— start of INPUT DATA —

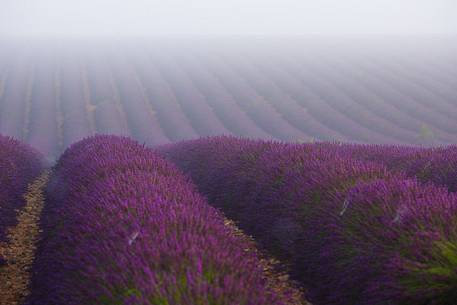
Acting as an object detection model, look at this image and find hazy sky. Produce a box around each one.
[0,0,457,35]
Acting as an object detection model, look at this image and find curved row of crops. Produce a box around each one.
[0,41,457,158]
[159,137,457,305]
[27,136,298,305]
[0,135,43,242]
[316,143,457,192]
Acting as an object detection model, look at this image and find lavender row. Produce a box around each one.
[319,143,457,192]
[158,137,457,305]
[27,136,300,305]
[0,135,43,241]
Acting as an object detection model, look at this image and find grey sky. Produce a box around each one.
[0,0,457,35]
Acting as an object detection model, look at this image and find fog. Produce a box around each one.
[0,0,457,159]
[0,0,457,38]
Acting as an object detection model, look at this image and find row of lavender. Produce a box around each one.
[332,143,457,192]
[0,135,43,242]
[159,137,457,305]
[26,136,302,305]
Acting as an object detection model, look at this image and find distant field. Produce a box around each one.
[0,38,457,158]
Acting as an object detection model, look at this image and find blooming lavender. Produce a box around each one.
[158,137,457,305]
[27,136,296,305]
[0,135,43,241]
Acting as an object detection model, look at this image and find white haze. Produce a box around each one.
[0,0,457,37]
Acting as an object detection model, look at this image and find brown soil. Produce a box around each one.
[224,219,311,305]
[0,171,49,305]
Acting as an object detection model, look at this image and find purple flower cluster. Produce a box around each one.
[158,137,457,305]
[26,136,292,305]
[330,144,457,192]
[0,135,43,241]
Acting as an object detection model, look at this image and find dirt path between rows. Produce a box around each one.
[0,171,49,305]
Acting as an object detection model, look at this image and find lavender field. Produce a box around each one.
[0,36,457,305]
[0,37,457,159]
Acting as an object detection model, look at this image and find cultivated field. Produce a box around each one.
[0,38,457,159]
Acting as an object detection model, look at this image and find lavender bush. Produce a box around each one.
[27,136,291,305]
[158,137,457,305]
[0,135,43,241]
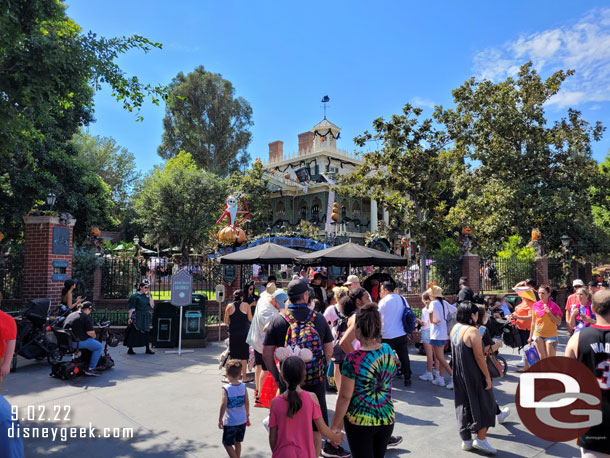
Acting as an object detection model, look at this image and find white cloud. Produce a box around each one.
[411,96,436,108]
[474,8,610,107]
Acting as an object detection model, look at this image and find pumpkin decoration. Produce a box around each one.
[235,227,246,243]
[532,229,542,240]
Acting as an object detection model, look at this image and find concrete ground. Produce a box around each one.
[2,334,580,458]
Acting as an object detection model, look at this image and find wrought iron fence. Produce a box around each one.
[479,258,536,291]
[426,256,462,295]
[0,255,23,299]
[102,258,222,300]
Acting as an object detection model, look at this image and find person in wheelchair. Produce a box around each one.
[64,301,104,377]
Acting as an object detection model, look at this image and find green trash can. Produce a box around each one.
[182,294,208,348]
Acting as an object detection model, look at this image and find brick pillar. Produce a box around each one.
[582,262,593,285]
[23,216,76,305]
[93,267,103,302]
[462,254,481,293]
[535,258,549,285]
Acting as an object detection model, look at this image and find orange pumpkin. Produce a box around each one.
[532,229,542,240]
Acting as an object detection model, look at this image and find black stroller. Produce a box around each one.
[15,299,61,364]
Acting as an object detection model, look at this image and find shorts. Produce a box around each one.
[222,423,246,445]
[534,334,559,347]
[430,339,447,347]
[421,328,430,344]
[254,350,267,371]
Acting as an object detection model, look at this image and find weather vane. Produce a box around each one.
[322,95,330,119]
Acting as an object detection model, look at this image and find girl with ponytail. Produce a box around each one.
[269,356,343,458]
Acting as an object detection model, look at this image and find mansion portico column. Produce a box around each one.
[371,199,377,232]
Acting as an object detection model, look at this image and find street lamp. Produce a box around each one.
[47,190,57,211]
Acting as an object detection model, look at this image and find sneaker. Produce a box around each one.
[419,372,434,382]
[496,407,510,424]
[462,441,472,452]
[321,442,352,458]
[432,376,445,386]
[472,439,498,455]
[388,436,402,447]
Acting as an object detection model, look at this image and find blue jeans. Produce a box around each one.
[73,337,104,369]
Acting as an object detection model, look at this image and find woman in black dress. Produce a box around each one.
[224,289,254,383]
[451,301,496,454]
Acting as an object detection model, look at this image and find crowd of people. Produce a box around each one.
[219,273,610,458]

— end of INPUT DATA —
— start of INPUT DATA —

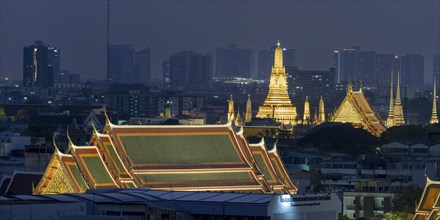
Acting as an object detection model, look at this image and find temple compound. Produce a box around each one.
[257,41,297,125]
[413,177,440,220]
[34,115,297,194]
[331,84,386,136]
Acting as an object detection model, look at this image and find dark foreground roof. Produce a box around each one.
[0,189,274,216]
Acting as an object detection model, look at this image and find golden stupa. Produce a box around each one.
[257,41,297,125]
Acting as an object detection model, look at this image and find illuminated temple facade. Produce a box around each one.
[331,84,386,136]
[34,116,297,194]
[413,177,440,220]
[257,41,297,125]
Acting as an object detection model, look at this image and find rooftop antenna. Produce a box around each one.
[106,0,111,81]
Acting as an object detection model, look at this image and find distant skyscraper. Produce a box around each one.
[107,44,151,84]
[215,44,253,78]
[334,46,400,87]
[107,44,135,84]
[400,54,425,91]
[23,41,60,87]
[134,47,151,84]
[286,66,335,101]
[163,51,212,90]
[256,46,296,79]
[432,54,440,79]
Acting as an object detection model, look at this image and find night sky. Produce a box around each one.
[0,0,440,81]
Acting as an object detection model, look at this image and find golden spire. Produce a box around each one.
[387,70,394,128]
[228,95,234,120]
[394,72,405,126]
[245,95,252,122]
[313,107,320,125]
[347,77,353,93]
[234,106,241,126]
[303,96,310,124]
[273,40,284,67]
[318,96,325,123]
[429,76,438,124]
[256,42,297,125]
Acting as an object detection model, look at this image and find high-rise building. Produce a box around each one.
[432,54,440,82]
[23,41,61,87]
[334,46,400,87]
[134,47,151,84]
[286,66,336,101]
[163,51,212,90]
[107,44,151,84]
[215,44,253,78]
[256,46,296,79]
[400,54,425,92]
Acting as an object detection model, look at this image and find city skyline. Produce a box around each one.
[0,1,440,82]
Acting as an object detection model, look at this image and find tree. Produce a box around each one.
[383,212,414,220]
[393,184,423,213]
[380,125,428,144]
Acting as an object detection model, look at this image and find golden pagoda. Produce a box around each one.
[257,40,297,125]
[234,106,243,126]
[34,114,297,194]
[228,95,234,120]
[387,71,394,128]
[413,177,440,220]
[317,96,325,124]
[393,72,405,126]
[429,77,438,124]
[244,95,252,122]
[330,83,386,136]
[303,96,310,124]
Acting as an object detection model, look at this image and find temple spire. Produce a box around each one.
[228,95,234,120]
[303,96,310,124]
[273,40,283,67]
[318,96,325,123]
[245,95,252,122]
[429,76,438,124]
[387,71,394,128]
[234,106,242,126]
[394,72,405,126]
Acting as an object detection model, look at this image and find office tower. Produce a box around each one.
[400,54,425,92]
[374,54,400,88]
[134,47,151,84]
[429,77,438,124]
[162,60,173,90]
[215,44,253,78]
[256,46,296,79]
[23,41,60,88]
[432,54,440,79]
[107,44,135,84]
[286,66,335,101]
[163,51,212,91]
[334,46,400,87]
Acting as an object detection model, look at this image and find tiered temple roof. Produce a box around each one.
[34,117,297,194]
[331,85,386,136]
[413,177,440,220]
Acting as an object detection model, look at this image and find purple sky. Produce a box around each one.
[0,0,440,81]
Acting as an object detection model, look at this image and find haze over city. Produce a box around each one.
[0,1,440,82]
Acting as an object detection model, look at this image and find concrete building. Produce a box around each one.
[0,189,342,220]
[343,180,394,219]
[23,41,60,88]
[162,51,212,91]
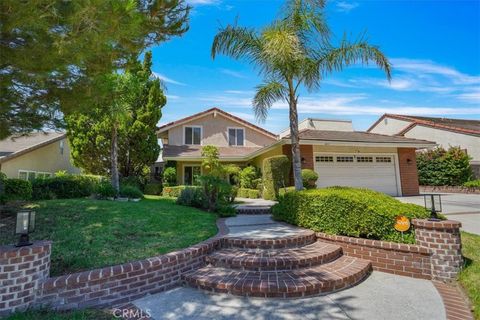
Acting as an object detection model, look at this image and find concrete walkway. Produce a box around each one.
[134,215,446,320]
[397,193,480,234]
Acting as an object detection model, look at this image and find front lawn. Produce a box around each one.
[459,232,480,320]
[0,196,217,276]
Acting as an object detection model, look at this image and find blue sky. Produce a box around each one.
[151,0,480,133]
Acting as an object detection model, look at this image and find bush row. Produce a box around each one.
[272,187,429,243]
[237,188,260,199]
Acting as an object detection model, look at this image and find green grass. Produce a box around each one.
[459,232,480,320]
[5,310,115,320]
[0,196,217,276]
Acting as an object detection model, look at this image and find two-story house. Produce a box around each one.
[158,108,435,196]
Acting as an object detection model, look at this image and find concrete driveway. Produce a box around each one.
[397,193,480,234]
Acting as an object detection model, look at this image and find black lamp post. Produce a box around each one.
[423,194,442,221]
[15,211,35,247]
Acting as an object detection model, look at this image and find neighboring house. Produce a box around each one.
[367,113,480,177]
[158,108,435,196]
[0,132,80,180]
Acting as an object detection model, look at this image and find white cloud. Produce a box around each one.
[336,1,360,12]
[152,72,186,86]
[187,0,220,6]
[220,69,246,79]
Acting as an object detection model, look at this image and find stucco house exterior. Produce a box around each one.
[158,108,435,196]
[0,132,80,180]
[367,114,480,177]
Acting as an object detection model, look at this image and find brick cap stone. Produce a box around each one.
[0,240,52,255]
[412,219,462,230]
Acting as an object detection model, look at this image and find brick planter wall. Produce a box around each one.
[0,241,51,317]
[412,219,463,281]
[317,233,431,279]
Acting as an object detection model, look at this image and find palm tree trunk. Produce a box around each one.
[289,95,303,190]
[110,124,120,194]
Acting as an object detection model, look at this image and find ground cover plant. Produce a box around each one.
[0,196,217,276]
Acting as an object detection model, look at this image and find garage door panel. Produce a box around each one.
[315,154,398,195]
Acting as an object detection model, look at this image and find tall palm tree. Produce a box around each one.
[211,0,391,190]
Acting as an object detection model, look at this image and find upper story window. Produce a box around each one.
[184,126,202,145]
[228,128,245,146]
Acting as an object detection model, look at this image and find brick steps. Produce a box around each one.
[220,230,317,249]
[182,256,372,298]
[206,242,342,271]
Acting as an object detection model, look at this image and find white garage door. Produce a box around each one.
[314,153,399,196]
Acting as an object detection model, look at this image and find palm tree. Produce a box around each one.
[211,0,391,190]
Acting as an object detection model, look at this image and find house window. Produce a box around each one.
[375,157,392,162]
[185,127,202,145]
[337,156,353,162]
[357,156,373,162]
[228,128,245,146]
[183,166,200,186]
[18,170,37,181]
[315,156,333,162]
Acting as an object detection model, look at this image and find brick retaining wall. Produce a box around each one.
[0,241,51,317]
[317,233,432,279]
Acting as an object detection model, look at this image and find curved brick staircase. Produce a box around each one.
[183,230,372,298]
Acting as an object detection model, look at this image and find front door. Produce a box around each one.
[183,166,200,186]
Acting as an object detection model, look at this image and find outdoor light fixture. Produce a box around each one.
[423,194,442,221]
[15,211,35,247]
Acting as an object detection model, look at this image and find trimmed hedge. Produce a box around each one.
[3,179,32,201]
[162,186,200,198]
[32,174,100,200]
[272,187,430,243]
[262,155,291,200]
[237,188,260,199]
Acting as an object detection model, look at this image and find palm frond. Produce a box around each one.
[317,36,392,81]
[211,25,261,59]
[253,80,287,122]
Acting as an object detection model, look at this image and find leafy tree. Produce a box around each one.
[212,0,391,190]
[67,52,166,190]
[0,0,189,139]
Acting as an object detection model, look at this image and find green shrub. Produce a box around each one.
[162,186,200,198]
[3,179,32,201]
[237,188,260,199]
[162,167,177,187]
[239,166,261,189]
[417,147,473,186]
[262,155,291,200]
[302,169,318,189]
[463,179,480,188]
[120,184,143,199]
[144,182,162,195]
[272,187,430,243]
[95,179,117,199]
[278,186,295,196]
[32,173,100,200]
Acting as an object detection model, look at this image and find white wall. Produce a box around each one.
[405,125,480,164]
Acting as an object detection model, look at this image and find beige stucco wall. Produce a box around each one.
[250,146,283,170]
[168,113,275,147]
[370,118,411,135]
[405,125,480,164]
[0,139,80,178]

— end of INPUT DATA —
— start of INPUT DATA —

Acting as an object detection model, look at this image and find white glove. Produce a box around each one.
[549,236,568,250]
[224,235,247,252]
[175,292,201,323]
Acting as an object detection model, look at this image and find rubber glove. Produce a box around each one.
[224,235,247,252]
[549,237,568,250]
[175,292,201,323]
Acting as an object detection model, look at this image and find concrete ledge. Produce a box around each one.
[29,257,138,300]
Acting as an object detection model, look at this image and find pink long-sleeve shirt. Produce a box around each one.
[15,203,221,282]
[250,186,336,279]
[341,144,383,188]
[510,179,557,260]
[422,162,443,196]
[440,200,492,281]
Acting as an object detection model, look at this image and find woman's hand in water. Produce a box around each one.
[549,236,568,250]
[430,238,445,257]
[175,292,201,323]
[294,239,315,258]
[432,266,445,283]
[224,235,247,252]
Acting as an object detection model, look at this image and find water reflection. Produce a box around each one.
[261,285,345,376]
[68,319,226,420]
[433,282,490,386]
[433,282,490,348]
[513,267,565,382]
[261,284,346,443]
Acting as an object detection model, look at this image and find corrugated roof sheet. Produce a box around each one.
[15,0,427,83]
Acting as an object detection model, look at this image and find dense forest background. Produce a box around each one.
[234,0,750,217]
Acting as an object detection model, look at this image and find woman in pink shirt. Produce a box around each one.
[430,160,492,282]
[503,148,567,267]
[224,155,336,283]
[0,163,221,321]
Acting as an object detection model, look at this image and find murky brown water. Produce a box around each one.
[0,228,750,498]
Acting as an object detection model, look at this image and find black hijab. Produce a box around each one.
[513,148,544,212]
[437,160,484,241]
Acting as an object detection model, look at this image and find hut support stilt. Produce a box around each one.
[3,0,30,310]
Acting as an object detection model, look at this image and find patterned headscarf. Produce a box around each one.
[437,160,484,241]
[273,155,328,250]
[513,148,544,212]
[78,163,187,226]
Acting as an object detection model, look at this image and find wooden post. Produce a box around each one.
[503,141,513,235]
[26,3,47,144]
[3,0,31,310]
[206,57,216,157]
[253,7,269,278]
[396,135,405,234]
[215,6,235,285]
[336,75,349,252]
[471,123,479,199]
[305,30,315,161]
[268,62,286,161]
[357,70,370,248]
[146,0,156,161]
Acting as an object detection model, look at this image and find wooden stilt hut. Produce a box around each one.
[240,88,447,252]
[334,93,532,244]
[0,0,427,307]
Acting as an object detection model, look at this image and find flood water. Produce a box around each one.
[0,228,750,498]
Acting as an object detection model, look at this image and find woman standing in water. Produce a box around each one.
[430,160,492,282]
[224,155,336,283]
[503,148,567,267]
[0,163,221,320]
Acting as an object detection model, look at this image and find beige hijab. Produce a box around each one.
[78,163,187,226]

— end of INPUT DATA —

Rewrite the material from the line containing "story window. Produce a box around each one." down through the line containing "[206,242,342,271]", changing "brick" to "stone" and leaving everything else as it is.

Acting as an object detection model, look at this image and find upper story window. Produce a box around each one.
[184,126,202,145]
[228,128,245,146]
Acting as an object detection model, look at this image and find stone steps. Produce a box around each one.
[220,230,317,249]
[182,256,372,298]
[206,242,342,271]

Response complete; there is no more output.